**Requirements**
For this task, extract exactly the lines of the data below, from the line containing "Target: weathered wooden table" through the last one, with pictures left out.

══ Provided records ══

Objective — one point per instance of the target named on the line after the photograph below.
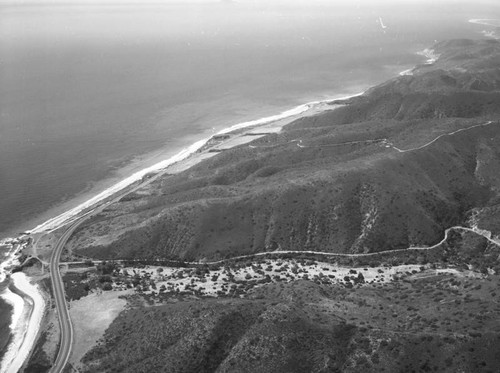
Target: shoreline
(184, 159)
(28, 312)
(183, 155)
(26, 320)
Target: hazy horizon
(88, 88)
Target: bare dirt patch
(91, 316)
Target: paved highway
(66, 341)
(66, 327)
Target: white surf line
(437, 138)
(23, 343)
(70, 215)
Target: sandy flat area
(27, 323)
(91, 316)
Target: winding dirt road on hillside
(58, 285)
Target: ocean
(91, 92)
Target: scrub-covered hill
(390, 169)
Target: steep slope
(303, 326)
(365, 177)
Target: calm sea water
(88, 92)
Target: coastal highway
(66, 327)
(66, 341)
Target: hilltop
(341, 181)
(364, 238)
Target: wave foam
(28, 317)
(71, 214)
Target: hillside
(360, 178)
(441, 324)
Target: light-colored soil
(91, 316)
(225, 281)
(50, 347)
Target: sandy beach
(27, 300)
(28, 309)
(192, 155)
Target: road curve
(66, 341)
(65, 325)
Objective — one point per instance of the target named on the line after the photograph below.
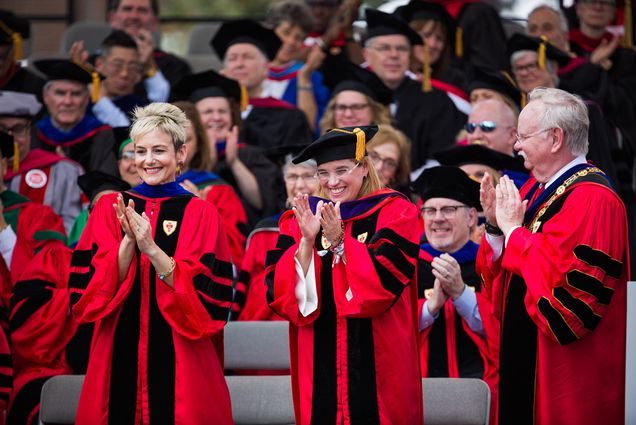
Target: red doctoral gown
(153, 359)
(559, 292)
(354, 360)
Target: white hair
(162, 116)
(565, 111)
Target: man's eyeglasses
(19, 130)
(447, 211)
(388, 164)
(485, 126)
(354, 107)
(325, 175)
(520, 138)
(529, 67)
(293, 178)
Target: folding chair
(455, 401)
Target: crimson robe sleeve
(578, 260)
(233, 217)
(280, 273)
(199, 304)
(93, 280)
(6, 376)
(375, 274)
(40, 323)
(38, 225)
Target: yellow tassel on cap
(244, 98)
(426, 71)
(627, 25)
(95, 92)
(361, 140)
(541, 52)
(16, 157)
(17, 46)
(459, 42)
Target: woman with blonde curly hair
(152, 270)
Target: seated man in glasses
(454, 338)
(492, 123)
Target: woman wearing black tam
(343, 274)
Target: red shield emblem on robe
(169, 226)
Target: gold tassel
(95, 92)
(628, 25)
(360, 143)
(16, 157)
(426, 71)
(459, 42)
(17, 46)
(244, 98)
(541, 52)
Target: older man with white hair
(555, 262)
(41, 176)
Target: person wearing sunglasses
(343, 275)
(492, 123)
(453, 336)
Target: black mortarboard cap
(341, 74)
(63, 69)
(339, 143)
(206, 84)
(483, 78)
(122, 138)
(417, 10)
(540, 45)
(479, 154)
(447, 182)
(245, 31)
(95, 181)
(380, 23)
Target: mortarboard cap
(479, 154)
(339, 143)
(545, 50)
(95, 181)
(447, 182)
(122, 138)
(245, 31)
(418, 10)
(380, 23)
(341, 74)
(13, 30)
(499, 81)
(17, 104)
(209, 84)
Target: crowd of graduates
(443, 81)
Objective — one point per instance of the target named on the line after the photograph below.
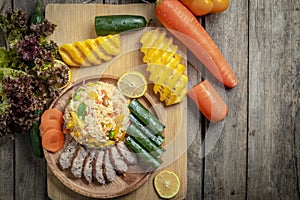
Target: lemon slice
(132, 84)
(59, 63)
(166, 184)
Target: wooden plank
(6, 168)
(6, 143)
(30, 178)
(226, 141)
(274, 31)
(82, 18)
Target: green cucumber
(36, 141)
(143, 140)
(151, 160)
(157, 139)
(146, 117)
(113, 24)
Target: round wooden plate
(122, 185)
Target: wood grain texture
(274, 30)
(6, 144)
(226, 158)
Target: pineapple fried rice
(94, 112)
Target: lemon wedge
(132, 84)
(166, 184)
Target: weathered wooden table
(255, 152)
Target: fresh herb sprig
(28, 78)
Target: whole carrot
(208, 101)
(185, 26)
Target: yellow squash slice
(91, 51)
(164, 64)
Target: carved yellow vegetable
(203, 7)
(166, 71)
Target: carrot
(51, 119)
(185, 26)
(66, 131)
(208, 101)
(48, 125)
(52, 114)
(53, 140)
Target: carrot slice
(48, 125)
(185, 26)
(52, 114)
(208, 101)
(51, 119)
(53, 140)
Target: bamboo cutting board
(74, 23)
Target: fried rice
(93, 111)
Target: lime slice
(166, 184)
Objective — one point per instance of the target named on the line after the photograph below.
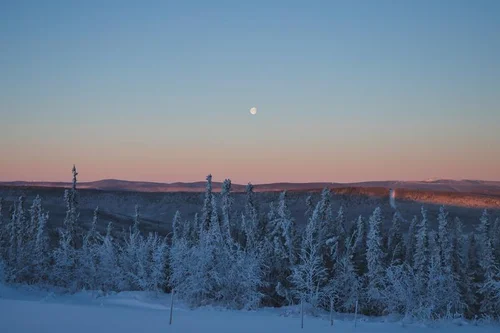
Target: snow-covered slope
(131, 312)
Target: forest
(260, 257)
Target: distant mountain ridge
(445, 185)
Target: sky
(161, 90)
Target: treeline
(260, 257)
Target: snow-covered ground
(23, 310)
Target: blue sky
(346, 90)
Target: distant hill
(443, 185)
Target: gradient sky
(161, 91)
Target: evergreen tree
(360, 246)
(473, 275)
(421, 256)
(459, 268)
(488, 272)
(108, 274)
(3, 235)
(282, 251)
(345, 286)
(177, 230)
(410, 241)
(375, 262)
(41, 254)
(395, 244)
(309, 207)
(226, 208)
(206, 213)
(72, 211)
(309, 276)
(450, 293)
(495, 240)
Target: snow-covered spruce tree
(3, 235)
(473, 275)
(159, 260)
(346, 285)
(63, 269)
(191, 231)
(400, 295)
(421, 257)
(206, 212)
(410, 243)
(339, 231)
(459, 268)
(177, 227)
(495, 240)
(395, 242)
(375, 262)
(433, 303)
(450, 295)
(309, 275)
(282, 254)
(226, 201)
(17, 257)
(309, 207)
(184, 265)
(212, 259)
(488, 272)
(72, 210)
(131, 260)
(254, 224)
(87, 256)
(360, 246)
(108, 274)
(41, 254)
(11, 251)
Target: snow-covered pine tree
(86, 270)
(309, 207)
(3, 235)
(395, 243)
(346, 285)
(360, 246)
(41, 257)
(459, 268)
(226, 210)
(473, 268)
(158, 274)
(206, 212)
(309, 275)
(108, 274)
(35, 213)
(434, 305)
(488, 272)
(410, 241)
(213, 259)
(21, 236)
(282, 254)
(177, 227)
(421, 257)
(63, 273)
(11, 252)
(450, 295)
(72, 210)
(191, 230)
(340, 230)
(130, 261)
(495, 240)
(252, 215)
(375, 264)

═══

**Task response**
Target: weathered wooden table
(255, 152)
Target: fresh herb sprig
(28, 78)
Target: whole carrot
(208, 101)
(185, 26)
Target: yellow squash slice
(91, 51)
(164, 64)
Target: carved yellow vegetable
(203, 7)
(166, 71)
Target: carrot
(51, 119)
(185, 26)
(66, 131)
(208, 101)
(48, 125)
(52, 114)
(53, 140)
Target: carrot slice
(48, 125)
(185, 26)
(52, 114)
(208, 101)
(51, 119)
(53, 140)
Target: bamboo cutting board
(74, 23)
Target: fried rice
(93, 111)
Target: lime slice
(166, 184)
Objective — one point per instance of the target named on the line after the photograph below.
Target: snow-covered slope
(131, 312)
Target: forest
(260, 257)
Target: distant mountain ridge
(445, 185)
Target: sky
(161, 90)
Target: treeline
(260, 257)
Target: snow-covered ground
(23, 310)
Target: blue sky
(346, 90)
Target: distant hill
(443, 185)
Target: gradient sky
(161, 91)
Target: evergreen tree
(360, 246)
(473, 275)
(421, 256)
(459, 268)
(488, 272)
(108, 274)
(3, 235)
(282, 251)
(345, 286)
(177, 230)
(410, 241)
(375, 262)
(41, 254)
(395, 244)
(309, 207)
(226, 208)
(206, 213)
(72, 211)
(309, 276)
(450, 293)
(495, 240)
Target: snow-covered spruce tree
(3, 235)
(473, 275)
(159, 260)
(346, 285)
(63, 269)
(191, 231)
(400, 295)
(421, 257)
(206, 212)
(410, 243)
(339, 231)
(459, 268)
(177, 227)
(495, 240)
(395, 242)
(375, 262)
(433, 303)
(450, 295)
(309, 275)
(282, 254)
(226, 201)
(17, 257)
(309, 207)
(184, 265)
(212, 259)
(488, 272)
(72, 210)
(131, 260)
(254, 224)
(87, 256)
(360, 246)
(108, 274)
(41, 254)
(11, 251)
Target: snow-covered pine tree
(86, 270)
(309, 207)
(3, 235)
(395, 243)
(346, 285)
(360, 246)
(41, 257)
(459, 268)
(226, 210)
(473, 268)
(158, 274)
(206, 212)
(309, 275)
(108, 274)
(35, 213)
(434, 305)
(488, 272)
(410, 241)
(213, 259)
(21, 236)
(282, 254)
(177, 227)
(421, 257)
(63, 273)
(11, 252)
(450, 295)
(72, 210)
(191, 230)
(340, 230)
(130, 261)
(495, 240)
(252, 215)
(375, 264)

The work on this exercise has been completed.